--- Start of Records provided ---
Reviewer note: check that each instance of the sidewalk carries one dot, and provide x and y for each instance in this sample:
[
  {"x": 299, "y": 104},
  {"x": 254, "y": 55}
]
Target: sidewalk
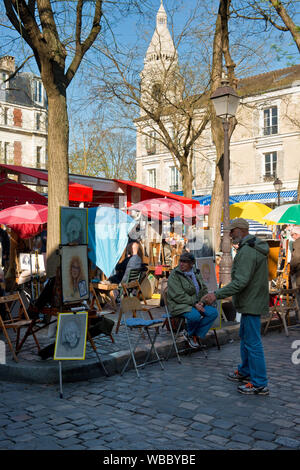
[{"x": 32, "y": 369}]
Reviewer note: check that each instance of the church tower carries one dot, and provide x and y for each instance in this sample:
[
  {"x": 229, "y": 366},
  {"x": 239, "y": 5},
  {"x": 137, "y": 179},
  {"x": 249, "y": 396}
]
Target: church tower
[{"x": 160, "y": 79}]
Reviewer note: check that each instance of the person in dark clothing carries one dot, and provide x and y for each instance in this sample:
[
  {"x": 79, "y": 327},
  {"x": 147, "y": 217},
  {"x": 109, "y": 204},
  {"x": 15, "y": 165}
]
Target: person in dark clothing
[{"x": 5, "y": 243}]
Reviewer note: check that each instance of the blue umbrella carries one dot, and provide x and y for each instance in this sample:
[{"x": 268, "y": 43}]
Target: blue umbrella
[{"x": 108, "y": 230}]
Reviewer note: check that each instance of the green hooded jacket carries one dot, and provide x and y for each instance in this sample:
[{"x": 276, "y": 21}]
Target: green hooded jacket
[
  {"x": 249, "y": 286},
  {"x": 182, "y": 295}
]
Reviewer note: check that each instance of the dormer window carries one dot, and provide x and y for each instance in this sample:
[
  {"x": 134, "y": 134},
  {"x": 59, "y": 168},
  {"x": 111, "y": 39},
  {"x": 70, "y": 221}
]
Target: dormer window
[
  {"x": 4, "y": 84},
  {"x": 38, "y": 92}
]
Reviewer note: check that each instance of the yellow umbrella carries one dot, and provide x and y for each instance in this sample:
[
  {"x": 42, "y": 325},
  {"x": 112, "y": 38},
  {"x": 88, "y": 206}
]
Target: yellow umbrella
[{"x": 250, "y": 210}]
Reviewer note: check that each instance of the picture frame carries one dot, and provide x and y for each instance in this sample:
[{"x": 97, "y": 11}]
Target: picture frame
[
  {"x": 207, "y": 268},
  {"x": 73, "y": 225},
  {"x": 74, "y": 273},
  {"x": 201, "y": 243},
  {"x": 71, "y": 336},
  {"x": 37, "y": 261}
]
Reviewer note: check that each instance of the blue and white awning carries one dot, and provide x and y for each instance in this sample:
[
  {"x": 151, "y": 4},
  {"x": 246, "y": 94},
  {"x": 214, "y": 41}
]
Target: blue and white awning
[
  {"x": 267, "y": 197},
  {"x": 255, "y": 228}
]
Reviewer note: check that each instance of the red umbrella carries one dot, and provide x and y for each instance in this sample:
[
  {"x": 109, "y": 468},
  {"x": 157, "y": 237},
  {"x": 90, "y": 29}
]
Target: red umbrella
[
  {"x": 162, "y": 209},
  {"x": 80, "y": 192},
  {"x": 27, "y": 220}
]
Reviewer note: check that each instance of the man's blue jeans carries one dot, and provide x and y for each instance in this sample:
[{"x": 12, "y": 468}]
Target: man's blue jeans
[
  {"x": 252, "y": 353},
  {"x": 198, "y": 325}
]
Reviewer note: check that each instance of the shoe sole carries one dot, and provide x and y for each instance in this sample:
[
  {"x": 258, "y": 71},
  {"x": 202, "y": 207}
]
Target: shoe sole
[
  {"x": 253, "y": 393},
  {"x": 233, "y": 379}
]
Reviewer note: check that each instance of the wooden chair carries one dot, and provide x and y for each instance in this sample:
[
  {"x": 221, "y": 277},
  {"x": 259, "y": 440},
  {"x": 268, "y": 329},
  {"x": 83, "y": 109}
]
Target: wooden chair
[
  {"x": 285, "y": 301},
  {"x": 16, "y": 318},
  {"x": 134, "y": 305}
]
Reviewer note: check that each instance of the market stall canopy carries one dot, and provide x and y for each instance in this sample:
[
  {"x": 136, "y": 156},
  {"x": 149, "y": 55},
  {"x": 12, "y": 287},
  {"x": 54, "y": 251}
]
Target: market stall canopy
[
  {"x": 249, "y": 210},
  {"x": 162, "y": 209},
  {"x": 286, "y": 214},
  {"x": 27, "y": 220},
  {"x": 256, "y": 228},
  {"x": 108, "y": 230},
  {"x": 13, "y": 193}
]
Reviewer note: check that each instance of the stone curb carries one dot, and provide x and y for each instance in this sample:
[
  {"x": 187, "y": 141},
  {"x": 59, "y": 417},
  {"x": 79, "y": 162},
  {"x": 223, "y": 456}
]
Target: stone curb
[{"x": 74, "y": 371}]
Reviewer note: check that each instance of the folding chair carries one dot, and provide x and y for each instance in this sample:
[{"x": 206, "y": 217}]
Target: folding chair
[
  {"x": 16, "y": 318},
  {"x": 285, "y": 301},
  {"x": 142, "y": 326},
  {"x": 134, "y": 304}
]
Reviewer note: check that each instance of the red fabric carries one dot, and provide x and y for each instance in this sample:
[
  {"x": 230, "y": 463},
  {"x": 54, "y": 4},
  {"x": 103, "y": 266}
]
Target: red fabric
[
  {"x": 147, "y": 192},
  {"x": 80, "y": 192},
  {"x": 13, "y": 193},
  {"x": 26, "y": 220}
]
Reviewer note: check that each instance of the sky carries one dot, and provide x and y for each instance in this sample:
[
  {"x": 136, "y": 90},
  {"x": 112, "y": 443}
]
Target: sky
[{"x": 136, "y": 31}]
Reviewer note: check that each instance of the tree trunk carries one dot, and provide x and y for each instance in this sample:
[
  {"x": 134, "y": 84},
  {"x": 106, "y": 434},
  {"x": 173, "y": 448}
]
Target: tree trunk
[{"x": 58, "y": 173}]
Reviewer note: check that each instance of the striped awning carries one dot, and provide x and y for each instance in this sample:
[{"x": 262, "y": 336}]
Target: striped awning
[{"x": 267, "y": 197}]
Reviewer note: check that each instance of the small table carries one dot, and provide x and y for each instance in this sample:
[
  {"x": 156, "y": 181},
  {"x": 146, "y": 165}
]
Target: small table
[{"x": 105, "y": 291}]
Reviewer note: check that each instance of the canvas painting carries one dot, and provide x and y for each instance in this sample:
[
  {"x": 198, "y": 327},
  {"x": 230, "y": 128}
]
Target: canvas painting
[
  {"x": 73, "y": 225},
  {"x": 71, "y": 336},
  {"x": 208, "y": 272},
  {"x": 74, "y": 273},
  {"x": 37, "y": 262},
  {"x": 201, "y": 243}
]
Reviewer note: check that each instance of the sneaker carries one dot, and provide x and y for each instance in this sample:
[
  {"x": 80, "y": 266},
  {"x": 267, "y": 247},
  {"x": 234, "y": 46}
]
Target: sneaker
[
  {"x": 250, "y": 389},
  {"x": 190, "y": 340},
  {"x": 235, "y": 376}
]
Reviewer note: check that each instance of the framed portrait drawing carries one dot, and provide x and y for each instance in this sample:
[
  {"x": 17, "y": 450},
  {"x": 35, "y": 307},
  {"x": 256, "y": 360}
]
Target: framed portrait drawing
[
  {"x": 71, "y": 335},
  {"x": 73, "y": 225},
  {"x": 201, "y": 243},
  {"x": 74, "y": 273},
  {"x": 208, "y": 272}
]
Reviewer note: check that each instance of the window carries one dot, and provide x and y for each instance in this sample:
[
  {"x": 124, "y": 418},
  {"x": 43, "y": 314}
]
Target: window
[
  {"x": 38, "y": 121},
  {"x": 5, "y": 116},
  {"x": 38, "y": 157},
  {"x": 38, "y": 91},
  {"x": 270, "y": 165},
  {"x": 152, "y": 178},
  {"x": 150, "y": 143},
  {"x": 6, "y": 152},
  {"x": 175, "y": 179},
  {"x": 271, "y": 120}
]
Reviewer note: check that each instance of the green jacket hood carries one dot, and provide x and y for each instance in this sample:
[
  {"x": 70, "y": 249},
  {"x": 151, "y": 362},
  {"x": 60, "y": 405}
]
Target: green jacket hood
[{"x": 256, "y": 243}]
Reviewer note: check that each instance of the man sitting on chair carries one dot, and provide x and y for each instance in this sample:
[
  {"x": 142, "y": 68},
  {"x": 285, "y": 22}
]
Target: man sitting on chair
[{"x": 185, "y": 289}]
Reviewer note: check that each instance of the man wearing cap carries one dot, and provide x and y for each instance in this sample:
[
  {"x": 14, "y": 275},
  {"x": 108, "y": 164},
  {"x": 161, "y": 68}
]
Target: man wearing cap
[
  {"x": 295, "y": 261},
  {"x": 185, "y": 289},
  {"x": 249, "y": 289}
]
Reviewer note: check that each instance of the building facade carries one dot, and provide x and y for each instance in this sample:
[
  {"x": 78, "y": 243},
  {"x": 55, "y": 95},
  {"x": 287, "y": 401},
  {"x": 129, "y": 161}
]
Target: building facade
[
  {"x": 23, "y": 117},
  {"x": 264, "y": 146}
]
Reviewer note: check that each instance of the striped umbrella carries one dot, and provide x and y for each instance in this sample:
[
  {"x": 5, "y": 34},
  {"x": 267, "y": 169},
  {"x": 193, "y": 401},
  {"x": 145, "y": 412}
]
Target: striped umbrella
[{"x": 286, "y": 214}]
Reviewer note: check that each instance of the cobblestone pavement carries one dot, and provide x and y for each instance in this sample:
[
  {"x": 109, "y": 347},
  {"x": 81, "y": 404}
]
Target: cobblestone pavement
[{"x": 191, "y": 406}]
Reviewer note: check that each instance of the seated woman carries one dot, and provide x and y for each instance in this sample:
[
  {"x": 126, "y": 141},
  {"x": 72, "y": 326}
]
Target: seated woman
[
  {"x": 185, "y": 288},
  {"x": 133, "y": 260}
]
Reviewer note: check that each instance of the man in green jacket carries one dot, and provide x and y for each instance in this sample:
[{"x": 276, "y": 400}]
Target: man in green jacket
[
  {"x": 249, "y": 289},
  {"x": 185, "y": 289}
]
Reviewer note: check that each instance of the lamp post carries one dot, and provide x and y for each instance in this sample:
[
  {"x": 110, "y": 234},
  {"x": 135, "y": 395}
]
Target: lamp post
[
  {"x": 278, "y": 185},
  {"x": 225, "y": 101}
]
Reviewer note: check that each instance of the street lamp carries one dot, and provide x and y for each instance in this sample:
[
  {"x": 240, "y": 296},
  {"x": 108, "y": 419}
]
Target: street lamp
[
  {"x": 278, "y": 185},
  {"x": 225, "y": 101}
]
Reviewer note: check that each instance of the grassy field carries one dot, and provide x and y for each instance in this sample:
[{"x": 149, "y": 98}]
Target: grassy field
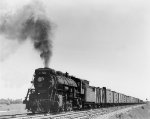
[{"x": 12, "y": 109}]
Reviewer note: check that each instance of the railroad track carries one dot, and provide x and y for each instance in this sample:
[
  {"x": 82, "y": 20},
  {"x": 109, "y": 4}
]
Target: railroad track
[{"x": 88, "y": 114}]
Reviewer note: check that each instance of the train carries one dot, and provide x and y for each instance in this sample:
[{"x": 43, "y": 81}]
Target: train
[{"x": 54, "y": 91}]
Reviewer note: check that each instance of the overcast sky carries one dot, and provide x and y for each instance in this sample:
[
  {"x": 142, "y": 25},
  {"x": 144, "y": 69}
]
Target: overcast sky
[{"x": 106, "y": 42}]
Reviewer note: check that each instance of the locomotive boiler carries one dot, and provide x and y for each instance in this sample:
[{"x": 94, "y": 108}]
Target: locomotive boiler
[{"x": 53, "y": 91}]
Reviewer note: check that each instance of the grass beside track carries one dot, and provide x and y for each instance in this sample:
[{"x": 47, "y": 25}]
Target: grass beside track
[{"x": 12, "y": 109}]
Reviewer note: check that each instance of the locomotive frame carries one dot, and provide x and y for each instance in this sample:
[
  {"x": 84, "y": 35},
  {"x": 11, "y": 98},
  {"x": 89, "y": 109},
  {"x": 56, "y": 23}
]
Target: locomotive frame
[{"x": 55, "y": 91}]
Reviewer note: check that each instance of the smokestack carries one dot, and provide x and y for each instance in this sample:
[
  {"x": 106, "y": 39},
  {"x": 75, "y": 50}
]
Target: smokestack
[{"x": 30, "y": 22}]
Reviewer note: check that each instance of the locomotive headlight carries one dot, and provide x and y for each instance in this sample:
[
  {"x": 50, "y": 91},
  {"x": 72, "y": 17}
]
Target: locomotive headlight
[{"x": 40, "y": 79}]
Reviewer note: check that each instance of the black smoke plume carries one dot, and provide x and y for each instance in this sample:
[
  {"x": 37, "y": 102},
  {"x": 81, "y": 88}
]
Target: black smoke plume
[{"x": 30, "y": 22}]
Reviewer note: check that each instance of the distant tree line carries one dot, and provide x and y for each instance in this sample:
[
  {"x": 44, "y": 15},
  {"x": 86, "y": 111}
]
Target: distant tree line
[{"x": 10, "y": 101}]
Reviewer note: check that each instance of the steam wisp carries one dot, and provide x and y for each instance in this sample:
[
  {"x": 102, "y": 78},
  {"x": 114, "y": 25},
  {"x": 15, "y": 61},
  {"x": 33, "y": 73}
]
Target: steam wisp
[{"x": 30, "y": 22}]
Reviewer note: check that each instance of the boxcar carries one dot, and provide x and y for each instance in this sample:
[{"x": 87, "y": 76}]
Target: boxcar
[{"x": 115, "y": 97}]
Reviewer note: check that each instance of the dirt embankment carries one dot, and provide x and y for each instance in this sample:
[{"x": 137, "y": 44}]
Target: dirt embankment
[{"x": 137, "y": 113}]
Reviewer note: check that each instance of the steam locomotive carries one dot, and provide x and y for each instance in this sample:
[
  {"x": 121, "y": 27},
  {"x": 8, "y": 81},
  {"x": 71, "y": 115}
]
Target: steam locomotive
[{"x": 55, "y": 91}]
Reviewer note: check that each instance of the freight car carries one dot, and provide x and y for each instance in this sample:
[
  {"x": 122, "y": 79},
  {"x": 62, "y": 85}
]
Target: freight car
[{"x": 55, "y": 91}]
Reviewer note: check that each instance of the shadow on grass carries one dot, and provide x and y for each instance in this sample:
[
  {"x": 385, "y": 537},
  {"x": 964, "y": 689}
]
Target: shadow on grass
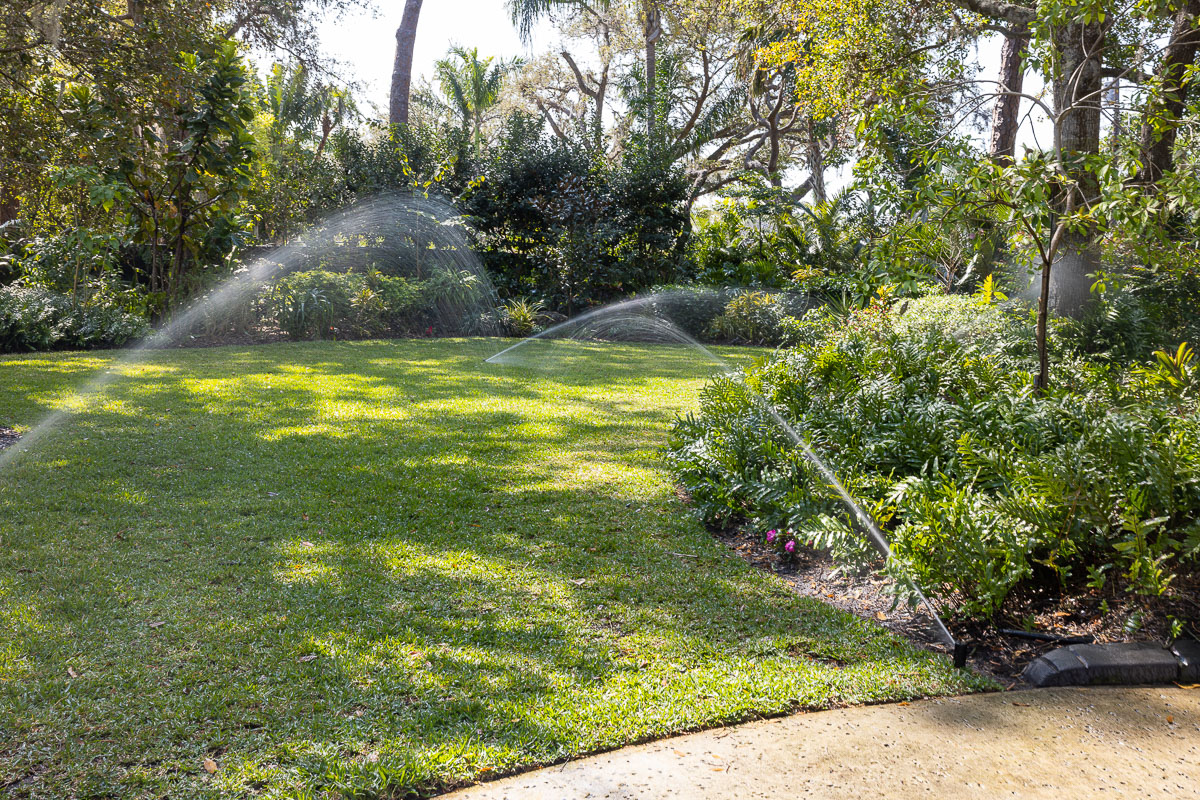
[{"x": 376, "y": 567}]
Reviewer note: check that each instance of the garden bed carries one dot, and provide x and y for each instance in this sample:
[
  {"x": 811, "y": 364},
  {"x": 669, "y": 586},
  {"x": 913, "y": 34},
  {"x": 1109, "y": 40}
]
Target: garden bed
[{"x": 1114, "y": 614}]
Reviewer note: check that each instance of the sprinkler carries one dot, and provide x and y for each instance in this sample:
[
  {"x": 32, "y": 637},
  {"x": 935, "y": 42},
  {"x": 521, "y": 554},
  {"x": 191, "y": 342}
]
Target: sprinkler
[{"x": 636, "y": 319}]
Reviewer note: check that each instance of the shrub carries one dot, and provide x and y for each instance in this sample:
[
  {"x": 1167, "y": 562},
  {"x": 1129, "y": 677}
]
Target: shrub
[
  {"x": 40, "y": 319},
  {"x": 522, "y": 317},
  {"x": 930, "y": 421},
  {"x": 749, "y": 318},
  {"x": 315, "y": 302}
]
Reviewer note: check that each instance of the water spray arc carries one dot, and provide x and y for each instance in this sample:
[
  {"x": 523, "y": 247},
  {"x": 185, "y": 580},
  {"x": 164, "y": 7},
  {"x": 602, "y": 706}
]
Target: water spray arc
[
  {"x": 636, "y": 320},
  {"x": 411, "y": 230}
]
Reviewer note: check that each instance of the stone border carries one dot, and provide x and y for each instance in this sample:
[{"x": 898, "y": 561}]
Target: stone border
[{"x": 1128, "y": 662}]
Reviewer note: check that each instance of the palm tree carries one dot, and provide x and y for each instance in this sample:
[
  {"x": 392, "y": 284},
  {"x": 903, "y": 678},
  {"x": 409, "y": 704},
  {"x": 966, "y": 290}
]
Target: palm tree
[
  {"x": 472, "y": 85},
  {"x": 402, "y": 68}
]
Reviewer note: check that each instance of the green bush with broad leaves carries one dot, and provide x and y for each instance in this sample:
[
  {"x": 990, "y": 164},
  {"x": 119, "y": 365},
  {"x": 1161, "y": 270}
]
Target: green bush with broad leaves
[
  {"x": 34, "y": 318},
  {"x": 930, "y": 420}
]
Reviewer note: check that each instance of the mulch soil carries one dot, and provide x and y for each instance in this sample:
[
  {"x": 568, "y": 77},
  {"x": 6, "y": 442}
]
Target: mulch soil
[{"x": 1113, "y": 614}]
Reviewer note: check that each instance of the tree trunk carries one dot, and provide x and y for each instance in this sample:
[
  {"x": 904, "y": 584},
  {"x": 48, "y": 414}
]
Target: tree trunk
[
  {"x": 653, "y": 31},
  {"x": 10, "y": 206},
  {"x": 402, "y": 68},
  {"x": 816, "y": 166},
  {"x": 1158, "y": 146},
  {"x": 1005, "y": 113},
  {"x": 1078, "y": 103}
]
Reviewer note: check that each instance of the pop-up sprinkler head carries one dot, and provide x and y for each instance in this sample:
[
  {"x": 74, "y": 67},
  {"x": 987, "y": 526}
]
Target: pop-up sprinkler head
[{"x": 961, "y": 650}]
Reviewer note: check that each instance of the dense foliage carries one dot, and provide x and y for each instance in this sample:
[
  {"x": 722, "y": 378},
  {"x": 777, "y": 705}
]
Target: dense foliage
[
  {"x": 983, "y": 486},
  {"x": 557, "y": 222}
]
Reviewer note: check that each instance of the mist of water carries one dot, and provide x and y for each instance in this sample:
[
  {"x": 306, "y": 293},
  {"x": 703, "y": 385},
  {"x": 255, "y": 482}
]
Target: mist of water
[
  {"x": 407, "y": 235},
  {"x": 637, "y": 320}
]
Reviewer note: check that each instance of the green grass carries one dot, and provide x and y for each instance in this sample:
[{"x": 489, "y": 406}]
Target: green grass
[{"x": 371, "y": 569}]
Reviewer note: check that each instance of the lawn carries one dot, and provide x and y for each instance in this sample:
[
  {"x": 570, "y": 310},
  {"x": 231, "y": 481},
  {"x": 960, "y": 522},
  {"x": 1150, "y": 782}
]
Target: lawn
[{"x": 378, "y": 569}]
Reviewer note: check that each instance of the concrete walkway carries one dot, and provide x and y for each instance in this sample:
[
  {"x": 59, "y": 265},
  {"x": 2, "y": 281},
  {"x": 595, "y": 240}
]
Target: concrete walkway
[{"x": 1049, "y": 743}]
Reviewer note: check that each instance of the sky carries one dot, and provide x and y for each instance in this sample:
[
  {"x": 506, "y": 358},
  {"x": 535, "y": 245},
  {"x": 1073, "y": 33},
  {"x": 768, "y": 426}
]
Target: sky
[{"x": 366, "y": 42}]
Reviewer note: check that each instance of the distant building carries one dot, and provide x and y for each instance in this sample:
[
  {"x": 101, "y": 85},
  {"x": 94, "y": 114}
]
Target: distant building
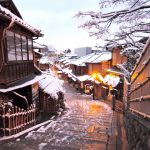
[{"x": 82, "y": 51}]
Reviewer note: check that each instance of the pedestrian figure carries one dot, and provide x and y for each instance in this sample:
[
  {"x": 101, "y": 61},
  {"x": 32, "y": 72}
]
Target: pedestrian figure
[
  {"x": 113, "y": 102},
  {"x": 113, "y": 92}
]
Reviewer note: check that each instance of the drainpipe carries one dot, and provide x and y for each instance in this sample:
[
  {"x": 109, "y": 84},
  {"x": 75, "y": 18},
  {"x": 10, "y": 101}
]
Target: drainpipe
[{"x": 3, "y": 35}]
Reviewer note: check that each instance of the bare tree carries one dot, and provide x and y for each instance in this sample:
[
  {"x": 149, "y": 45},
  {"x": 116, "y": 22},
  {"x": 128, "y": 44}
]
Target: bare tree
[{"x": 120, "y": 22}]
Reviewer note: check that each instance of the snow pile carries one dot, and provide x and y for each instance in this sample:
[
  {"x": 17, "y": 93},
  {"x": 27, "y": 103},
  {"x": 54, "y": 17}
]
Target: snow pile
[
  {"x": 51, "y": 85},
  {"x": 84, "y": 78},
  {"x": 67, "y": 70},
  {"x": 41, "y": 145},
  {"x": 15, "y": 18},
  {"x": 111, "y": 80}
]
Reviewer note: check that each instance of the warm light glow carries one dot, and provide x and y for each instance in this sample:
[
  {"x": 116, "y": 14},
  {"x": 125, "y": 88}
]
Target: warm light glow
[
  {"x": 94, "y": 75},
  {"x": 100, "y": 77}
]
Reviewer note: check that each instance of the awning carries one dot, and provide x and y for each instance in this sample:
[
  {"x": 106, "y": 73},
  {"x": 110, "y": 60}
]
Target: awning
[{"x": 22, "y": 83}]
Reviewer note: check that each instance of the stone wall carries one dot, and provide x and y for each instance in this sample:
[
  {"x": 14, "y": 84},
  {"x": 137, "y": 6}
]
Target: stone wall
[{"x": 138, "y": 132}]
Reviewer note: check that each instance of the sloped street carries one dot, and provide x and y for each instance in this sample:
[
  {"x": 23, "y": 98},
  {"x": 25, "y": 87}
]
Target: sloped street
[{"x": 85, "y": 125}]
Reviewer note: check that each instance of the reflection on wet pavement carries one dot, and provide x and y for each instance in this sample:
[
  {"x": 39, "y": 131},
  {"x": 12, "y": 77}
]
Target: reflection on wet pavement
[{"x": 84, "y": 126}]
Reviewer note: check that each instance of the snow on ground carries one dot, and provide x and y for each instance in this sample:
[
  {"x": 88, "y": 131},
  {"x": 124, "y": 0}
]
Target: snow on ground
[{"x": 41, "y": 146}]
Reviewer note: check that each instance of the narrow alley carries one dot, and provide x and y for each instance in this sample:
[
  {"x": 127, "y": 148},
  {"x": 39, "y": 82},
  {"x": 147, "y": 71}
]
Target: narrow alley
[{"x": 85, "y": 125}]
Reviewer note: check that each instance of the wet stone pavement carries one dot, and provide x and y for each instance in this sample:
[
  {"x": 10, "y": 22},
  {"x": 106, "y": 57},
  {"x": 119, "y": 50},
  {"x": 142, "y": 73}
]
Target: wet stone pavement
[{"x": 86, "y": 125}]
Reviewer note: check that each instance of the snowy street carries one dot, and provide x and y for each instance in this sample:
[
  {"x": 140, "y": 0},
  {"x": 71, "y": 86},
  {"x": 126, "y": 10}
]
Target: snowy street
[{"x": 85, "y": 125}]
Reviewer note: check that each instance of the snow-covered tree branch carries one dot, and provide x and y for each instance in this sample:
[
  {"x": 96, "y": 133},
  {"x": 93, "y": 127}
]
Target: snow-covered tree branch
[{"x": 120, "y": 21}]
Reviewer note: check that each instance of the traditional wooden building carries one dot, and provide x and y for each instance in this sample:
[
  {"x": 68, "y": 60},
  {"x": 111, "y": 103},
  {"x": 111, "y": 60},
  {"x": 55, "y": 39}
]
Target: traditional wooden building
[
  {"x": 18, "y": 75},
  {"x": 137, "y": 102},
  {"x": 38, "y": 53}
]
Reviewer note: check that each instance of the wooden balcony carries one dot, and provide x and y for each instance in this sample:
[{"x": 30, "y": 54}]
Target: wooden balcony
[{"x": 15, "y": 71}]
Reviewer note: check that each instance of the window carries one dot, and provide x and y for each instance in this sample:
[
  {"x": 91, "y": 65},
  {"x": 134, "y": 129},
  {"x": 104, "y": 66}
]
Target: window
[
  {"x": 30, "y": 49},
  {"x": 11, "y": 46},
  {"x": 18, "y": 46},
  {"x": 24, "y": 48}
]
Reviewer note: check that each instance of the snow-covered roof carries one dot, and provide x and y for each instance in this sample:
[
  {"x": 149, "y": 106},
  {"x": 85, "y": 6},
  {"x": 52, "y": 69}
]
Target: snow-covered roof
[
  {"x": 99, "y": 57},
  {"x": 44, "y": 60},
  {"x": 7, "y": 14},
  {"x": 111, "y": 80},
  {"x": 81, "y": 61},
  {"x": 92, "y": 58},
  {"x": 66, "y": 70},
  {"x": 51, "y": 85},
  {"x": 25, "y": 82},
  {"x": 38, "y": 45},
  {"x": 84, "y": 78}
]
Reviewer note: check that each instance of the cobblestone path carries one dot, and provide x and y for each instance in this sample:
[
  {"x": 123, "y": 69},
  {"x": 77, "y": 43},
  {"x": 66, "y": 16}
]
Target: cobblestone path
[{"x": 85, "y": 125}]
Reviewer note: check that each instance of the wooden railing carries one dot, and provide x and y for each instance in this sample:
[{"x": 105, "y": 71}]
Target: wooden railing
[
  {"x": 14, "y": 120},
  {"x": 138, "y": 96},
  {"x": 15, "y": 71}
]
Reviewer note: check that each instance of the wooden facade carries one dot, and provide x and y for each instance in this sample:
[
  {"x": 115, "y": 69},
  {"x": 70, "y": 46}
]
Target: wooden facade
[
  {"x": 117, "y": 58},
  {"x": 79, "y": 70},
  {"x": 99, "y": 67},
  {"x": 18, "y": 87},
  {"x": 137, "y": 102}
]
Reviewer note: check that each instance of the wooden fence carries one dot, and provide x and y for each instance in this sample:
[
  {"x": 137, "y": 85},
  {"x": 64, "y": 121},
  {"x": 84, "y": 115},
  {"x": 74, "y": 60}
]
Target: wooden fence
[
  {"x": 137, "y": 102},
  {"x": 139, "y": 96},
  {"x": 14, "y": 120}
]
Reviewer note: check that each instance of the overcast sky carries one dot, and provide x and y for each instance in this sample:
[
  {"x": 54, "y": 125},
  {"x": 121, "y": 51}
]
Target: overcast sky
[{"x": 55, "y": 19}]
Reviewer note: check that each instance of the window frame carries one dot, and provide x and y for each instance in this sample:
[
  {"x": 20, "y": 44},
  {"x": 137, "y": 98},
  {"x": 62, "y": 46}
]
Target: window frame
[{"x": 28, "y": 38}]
--- End of Records provided ---
### What this task involves
Would you give again, word for word, every line from the one with "Reviewer note: check that each instance of the window frame" through the final line of the listing above?

### Solution to this problem
Reviewer note: check that each instance of the window frame carries one dot, and provide x and y for each instance in this sample:
[
  {"x": 20, "y": 44},
  {"x": 137, "y": 98},
  {"x": 62, "y": 46}
]
Target: window frame
[{"x": 28, "y": 38}]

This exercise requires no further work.